Stored items:
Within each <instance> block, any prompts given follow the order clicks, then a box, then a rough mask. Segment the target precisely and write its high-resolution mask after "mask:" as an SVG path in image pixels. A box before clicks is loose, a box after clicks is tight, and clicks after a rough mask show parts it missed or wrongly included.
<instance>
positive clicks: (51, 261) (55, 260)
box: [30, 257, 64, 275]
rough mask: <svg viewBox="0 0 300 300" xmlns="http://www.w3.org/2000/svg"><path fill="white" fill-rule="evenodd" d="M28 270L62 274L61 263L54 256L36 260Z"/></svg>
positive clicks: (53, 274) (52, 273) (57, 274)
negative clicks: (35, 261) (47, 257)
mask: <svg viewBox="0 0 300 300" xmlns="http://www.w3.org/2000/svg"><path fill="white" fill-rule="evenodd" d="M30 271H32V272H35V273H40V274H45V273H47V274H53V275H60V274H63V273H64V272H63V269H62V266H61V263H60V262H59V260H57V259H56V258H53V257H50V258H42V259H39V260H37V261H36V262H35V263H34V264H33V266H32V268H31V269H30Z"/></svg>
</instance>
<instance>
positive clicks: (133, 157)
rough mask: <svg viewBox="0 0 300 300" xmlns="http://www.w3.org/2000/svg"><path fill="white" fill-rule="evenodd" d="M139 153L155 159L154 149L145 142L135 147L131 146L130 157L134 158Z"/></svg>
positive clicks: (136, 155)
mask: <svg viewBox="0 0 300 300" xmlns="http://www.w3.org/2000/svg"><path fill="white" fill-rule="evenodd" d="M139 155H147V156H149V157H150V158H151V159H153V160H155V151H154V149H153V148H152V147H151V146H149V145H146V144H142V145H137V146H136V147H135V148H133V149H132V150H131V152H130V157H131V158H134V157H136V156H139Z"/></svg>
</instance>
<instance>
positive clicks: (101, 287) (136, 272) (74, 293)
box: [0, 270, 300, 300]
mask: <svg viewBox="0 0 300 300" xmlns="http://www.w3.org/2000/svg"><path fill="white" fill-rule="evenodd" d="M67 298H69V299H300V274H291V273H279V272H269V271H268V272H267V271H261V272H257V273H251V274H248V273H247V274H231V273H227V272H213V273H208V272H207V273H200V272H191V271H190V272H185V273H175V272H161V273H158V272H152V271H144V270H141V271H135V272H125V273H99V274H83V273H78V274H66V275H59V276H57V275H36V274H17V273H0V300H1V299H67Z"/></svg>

ACTION ITEM> In the entries above, find each line with the word "rough" and return it.

RESPONSE BELOW>
Within each <instance> block, any prompts given follow the order clicks, then a box, then a rough mask. Segment the target precisely and write its high-resolution mask after "mask:" as an SVG path in image pixels. A box before clicks is loose, a box after clicks is tight, and clicks after a rough mask show parts it missed or wrongly included.
rough mask: <svg viewBox="0 0 300 300" xmlns="http://www.w3.org/2000/svg"><path fill="white" fill-rule="evenodd" d="M28 270L62 274L61 263L54 256L36 260Z"/></svg>
rough mask: <svg viewBox="0 0 300 300" xmlns="http://www.w3.org/2000/svg"><path fill="white" fill-rule="evenodd" d="M139 153L155 159L154 149L145 142L135 147L131 146L130 157L134 158Z"/></svg>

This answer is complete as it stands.